#### [PROBLEM TO SOLVE]
Produce the listing below again, exactly as shown.

#### [DATA]
══════
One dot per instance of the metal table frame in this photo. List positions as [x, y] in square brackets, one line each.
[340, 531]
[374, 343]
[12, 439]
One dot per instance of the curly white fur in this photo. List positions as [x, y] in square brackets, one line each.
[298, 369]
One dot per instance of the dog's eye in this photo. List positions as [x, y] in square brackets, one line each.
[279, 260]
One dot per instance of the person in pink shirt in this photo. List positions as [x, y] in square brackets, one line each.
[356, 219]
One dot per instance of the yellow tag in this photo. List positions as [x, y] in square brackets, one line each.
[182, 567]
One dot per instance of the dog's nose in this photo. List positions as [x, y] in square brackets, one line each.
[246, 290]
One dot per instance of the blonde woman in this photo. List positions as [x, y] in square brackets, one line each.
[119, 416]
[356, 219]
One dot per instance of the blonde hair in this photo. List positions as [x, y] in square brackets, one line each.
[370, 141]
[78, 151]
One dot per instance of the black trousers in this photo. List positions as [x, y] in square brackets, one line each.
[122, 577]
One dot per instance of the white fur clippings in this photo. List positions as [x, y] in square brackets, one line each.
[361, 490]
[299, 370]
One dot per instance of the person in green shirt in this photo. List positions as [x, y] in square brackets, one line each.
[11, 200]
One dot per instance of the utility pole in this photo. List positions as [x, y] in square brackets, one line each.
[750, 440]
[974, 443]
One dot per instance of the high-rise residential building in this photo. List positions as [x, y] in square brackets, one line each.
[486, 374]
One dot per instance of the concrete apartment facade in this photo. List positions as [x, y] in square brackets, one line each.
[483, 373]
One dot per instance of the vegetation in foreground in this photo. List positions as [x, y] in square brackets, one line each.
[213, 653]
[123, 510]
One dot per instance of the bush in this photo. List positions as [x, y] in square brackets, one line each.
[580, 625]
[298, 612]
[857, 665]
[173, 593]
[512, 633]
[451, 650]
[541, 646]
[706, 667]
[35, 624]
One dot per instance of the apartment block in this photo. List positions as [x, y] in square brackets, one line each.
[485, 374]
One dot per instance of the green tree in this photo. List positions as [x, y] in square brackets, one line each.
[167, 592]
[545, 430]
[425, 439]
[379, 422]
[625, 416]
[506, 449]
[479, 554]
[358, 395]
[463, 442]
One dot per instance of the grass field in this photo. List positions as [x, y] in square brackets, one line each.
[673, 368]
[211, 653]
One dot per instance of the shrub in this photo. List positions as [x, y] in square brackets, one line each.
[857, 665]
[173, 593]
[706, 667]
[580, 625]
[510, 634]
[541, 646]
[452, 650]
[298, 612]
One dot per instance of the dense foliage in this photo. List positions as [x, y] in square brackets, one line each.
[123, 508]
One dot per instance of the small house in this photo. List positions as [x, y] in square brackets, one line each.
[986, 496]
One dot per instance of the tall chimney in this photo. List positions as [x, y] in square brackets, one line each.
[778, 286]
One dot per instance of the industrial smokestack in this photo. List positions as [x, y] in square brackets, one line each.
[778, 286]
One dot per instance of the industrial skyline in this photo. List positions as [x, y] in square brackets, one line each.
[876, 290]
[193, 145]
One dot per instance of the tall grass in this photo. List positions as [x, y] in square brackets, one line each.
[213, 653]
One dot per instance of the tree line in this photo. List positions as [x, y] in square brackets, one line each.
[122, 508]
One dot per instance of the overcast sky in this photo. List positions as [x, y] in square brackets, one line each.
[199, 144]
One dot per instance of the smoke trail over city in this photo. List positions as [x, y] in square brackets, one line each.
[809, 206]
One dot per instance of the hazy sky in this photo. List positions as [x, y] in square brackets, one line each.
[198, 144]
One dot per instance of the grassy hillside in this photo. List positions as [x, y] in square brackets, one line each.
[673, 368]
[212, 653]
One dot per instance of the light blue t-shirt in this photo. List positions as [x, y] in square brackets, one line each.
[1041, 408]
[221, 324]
══════
#### [FINAL ANSWER]
One dot per instance of the metal table frame in this photo. List positions as [x, y] in square brackets, one line each.
[340, 531]
[374, 343]
[12, 439]
One dot per instance of the curly white fur in this photo. List positions as [x, y] in square brackets, one line each.
[298, 369]
One dot per instance of the dog's eye in this photo. List positions as [x, y] in square brackets, one line each.
[279, 260]
One dot per instance of the person in pink shirt in this photo. List positions as [x, y] in square brackets, one line each.
[356, 219]
One dot per instance of the yellow tag in this photo. List positions as [x, y] in square brackets, one line each.
[182, 567]
One dot per instance of the dog's nose in this photo. List positions as [x, y] in square brackets, one line each.
[246, 290]
One dot per instance of the blonde woman in this photo. List positions as [x, y] in square brackets, one line each.
[119, 416]
[356, 219]
One dot per instance of the blonde hair in this photo. List positions as [x, y] in square brackets, one line each.
[370, 141]
[78, 151]
One dot per instance of the black trousers in this photo. List positions as [x, y] in square brackets, one line each.
[122, 577]
One dot per instance of the white fur clippings in this photo. List positions as [x, y] in square brackets, one line each.
[361, 490]
[299, 370]
One dot per instance of the person in green shirt in this photo. List positions as [x, y] in square brackets, one line each.
[11, 200]
One dot per instance of the utility pole in this photo. List positions as [x, y] in square brackets, one line each.
[750, 440]
[974, 443]
One dot per instance of the high-rise residential building in this photo. List positions as [x, y] in square brackets, one line each.
[486, 374]
One dot per instance of the concrete apartment facade in this photo. List positions as [x, y] in square brackets, one line each.
[483, 373]
One dot per instance of the vegetation in foreground in this photo. List positions as [x, y] in square brackets, one line each.
[213, 653]
[123, 510]
One dot per instance of the bush in this photo. List positions as [x, y] in square brackets, one line each.
[580, 625]
[298, 612]
[857, 665]
[173, 593]
[512, 633]
[451, 650]
[541, 646]
[706, 667]
[35, 624]
One dot per instance of the apartment block in this photo. List positions as [x, y] in square brackets, one line each.
[485, 374]
One dot per instance of the green tree in this photo. List positions as [x, y] in square brackets, one line each.
[167, 592]
[545, 430]
[425, 439]
[379, 422]
[625, 416]
[506, 449]
[479, 554]
[358, 395]
[463, 442]
One dot per instance of the grass field in this photo. List positions as [x, y] in square brackets, one line each.
[673, 368]
[211, 653]
One dot per instance of the shrub in this photo. List positions as [x, y] in square brackets, one line each.
[857, 665]
[173, 593]
[706, 667]
[580, 625]
[510, 634]
[541, 646]
[452, 650]
[298, 612]
One dot per instance of the dense foliage in this photo. List positions as [x, y] in square brackets, one line each.
[123, 508]
One dot per instance of the small house in this photo. List positions as [x, y] in square brackets, one line each.
[986, 496]
One dot per instance of the tall chimney in this photo. List positions as [x, y] in square brackets, one line each.
[778, 286]
One dot per instance of the industrial smokestack in this photo. List positions as [x, y] in square brackets, one line each.
[778, 286]
One dot per instance of the industrial skyline in this photo. List positions as [x, y] in square brackets, one line each.
[876, 290]
[193, 145]
One dot per instance of the tall grass in this photo. List positions as [x, y] in square brackets, one line each.
[213, 653]
One dot per instance of the tree line in this photo. List positions as [x, y] in square brackets, one line each.
[122, 508]
One dot per instance of the overcast sky in this photo. List positions as [x, y] in square brackets, one line each.
[199, 144]
One dot per instance of the smoke trail over city in this photo. List positions as [x, y] in square brackets, one line each.
[809, 206]
One dot per instance of the hazy sky in this photo. List positions as [x, y] in square brackets, one line each.
[198, 144]
One dot per instance of the grassy hillside in this photo. List positions as [x, y] in square brackets, one line each.
[673, 368]
[212, 653]
One dot per instance of the light blue t-shirt in this photo. List positions as [x, y] in square brackets, one line each.
[1041, 408]
[221, 324]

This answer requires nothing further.